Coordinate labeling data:
● ● ● ● ●

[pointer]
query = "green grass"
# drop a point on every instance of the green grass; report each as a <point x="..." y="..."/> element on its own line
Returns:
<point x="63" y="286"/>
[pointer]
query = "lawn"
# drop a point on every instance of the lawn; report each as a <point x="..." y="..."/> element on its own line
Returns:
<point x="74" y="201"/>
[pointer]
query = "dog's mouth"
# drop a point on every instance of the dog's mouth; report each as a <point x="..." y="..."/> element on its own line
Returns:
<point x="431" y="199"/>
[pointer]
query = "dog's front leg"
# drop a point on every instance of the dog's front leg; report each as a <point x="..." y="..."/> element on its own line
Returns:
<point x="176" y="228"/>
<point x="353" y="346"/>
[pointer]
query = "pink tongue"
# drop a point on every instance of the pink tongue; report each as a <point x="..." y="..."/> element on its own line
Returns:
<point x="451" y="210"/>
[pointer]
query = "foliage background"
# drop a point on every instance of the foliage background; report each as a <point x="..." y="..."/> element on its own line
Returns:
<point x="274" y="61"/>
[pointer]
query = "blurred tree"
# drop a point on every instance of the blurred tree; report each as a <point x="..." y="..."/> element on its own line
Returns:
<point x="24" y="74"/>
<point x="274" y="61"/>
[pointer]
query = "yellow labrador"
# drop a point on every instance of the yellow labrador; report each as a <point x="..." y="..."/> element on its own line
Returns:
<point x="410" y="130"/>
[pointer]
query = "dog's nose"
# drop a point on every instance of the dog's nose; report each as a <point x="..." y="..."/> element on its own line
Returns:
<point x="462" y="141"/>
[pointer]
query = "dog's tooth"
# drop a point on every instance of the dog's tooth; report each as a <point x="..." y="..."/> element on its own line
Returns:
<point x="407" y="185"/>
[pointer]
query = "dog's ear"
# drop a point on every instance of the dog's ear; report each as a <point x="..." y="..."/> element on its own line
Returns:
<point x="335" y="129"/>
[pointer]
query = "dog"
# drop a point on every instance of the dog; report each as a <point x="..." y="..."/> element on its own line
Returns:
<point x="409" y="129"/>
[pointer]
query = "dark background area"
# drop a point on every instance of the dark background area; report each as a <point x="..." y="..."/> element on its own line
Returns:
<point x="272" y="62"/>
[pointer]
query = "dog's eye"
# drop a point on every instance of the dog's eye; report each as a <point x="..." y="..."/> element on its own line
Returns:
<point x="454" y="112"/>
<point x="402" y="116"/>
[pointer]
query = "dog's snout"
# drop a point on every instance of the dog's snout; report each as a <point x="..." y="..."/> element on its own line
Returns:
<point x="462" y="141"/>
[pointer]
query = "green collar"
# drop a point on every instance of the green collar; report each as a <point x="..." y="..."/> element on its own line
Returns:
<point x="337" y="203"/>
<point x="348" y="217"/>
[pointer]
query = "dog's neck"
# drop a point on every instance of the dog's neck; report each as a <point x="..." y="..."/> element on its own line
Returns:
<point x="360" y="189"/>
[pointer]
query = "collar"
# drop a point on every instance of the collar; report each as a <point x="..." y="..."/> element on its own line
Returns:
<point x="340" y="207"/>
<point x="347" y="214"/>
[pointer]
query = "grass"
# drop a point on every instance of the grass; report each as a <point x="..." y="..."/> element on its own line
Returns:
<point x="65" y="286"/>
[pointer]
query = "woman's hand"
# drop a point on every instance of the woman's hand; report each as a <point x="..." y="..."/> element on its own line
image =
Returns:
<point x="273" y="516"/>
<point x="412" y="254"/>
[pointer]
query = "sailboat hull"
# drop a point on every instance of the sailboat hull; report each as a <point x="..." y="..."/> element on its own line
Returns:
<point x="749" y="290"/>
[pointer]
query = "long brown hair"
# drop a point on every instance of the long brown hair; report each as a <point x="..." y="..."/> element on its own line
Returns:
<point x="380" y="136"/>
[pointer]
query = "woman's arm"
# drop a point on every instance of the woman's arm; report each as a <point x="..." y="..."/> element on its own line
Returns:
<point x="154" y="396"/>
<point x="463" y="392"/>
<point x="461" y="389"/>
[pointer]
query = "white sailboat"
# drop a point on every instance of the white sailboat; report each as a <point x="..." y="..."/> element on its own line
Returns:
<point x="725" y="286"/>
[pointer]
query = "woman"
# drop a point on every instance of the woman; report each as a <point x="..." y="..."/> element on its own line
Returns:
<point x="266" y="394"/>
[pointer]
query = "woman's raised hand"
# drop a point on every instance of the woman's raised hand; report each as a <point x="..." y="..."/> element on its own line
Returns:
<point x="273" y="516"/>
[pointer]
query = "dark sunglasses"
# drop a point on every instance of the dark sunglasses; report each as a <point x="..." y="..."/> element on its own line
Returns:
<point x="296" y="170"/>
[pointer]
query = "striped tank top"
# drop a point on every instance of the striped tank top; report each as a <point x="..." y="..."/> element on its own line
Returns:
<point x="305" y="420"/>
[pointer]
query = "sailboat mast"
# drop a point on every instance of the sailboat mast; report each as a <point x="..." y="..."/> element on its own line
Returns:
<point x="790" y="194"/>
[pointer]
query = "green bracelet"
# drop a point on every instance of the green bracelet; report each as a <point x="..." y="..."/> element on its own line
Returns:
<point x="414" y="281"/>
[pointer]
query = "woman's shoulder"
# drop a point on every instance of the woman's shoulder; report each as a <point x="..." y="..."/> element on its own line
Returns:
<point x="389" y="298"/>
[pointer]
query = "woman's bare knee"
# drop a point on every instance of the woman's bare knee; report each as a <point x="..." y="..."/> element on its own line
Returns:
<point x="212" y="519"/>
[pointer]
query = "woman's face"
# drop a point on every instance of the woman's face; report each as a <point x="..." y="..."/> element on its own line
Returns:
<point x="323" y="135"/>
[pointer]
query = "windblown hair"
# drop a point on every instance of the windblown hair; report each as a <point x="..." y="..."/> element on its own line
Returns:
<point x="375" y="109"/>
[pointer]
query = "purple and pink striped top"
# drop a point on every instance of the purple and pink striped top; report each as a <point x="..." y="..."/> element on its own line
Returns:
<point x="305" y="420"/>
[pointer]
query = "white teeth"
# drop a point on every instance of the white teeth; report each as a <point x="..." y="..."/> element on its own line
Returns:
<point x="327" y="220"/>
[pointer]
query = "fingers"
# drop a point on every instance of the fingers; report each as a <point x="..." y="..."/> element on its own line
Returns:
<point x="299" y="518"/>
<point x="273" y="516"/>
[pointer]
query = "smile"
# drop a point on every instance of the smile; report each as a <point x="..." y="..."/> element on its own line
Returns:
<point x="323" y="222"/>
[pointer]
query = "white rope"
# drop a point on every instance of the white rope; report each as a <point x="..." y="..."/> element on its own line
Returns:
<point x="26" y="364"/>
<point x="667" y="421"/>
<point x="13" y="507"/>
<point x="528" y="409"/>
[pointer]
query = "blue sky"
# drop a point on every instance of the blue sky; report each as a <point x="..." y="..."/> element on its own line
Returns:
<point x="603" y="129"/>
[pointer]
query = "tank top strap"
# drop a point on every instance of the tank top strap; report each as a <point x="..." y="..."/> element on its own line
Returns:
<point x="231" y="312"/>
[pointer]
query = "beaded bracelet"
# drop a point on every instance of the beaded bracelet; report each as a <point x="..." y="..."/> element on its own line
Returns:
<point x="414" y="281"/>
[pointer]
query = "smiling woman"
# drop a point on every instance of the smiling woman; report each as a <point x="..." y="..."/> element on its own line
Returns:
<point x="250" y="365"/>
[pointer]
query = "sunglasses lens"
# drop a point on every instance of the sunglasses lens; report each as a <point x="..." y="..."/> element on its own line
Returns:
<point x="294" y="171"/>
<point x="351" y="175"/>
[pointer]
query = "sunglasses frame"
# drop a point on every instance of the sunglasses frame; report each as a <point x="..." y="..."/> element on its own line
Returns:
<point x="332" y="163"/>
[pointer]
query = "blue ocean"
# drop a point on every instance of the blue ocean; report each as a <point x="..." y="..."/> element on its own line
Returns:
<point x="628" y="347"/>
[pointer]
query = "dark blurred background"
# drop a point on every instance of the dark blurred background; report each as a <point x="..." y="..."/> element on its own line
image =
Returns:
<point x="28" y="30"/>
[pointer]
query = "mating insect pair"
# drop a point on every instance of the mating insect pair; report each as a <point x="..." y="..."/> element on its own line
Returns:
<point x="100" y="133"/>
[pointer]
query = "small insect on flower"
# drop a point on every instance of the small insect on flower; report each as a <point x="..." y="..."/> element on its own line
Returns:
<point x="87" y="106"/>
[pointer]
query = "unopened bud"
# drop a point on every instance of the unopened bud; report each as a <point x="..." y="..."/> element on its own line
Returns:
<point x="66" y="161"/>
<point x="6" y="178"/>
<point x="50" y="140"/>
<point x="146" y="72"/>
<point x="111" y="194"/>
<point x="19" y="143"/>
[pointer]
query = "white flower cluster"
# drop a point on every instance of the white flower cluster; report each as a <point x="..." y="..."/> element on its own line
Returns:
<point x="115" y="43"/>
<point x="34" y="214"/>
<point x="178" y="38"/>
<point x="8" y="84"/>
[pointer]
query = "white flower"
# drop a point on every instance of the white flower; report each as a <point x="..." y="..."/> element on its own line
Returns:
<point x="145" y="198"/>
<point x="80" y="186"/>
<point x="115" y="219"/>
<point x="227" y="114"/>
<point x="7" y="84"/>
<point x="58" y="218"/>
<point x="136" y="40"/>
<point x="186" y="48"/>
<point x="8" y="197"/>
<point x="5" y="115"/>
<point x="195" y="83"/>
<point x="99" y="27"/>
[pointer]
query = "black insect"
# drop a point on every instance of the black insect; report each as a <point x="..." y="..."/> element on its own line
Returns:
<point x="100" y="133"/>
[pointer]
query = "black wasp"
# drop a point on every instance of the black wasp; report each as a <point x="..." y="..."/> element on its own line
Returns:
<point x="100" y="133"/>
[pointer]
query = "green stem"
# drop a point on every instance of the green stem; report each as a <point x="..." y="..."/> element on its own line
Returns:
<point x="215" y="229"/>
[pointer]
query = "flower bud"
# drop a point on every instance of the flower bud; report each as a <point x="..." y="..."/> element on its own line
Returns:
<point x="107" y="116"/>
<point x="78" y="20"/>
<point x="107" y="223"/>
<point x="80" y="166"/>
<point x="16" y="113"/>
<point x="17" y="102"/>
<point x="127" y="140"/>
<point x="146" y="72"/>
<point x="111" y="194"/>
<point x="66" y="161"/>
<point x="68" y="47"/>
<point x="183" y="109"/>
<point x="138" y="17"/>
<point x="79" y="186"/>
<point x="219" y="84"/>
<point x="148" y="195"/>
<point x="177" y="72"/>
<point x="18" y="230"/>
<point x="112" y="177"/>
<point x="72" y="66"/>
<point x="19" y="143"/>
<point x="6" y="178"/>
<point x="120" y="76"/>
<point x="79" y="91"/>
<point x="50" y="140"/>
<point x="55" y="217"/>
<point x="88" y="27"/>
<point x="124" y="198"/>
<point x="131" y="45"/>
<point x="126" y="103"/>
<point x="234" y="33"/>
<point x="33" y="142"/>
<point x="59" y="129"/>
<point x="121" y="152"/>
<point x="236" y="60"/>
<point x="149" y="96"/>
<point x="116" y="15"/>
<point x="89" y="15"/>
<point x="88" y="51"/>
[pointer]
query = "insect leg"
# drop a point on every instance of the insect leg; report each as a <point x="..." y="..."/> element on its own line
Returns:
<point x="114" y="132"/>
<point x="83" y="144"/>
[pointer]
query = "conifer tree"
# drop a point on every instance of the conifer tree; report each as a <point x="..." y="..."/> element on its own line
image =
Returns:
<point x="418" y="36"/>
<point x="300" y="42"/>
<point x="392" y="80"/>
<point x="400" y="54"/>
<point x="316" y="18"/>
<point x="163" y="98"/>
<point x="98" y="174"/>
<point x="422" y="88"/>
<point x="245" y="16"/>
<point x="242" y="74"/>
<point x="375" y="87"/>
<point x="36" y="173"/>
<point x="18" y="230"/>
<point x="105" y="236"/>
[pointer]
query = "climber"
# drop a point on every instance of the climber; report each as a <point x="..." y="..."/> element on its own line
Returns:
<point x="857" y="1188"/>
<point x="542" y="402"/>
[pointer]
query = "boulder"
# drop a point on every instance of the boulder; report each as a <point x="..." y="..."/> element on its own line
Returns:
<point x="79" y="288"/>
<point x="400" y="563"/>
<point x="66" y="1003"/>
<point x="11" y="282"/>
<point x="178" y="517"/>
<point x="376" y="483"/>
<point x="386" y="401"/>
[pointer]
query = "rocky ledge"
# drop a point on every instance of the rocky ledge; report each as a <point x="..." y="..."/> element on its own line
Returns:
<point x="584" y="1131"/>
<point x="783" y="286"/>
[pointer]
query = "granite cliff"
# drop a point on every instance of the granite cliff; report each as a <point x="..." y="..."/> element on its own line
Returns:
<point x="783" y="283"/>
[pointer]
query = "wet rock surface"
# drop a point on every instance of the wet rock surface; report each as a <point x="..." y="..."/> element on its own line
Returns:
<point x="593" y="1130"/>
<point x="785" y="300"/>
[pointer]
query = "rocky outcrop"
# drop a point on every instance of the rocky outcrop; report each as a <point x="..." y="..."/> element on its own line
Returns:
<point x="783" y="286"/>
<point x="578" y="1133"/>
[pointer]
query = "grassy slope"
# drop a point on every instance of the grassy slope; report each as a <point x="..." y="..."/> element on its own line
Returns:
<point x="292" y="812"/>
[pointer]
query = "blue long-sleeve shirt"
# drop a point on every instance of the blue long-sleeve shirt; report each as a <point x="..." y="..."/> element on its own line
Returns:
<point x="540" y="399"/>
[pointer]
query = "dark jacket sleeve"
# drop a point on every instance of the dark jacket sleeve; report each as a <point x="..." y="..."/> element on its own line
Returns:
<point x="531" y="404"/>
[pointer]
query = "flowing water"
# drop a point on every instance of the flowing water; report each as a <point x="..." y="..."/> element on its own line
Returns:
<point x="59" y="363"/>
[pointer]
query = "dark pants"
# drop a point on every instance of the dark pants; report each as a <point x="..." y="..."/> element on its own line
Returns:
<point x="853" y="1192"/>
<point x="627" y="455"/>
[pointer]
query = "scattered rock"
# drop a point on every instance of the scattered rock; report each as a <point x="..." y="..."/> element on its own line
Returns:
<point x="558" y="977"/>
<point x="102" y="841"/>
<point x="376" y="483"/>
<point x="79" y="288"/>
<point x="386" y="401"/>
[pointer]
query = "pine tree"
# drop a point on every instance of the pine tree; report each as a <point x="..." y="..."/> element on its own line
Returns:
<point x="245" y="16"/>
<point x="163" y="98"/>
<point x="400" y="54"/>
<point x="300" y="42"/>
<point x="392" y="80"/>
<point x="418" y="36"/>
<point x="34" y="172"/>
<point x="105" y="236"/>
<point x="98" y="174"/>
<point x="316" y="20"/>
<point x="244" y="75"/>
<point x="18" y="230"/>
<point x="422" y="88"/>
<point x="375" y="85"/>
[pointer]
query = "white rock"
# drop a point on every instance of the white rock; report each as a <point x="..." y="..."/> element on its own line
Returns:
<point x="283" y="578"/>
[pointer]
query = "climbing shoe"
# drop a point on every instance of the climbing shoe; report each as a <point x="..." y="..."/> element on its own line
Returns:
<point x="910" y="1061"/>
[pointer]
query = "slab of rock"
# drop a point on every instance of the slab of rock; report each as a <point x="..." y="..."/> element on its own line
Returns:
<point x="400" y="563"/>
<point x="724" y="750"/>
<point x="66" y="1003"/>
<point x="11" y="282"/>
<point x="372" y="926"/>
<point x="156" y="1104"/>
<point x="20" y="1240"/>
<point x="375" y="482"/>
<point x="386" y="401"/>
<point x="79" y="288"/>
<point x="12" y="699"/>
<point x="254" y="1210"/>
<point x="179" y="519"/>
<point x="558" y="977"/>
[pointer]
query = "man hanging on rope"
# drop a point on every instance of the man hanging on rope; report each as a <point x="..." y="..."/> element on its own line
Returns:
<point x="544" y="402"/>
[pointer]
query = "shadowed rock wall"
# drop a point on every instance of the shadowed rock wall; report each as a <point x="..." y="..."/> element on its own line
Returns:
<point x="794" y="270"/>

● ● ● ● ●

(What is asked)
Return each line of the entries above that contains the string "front". Case matters.

(Result)
query = "dog's front leg"
# drop a point on every instance of the dog's front leg; report each as a <point x="..." y="..."/> element on its own line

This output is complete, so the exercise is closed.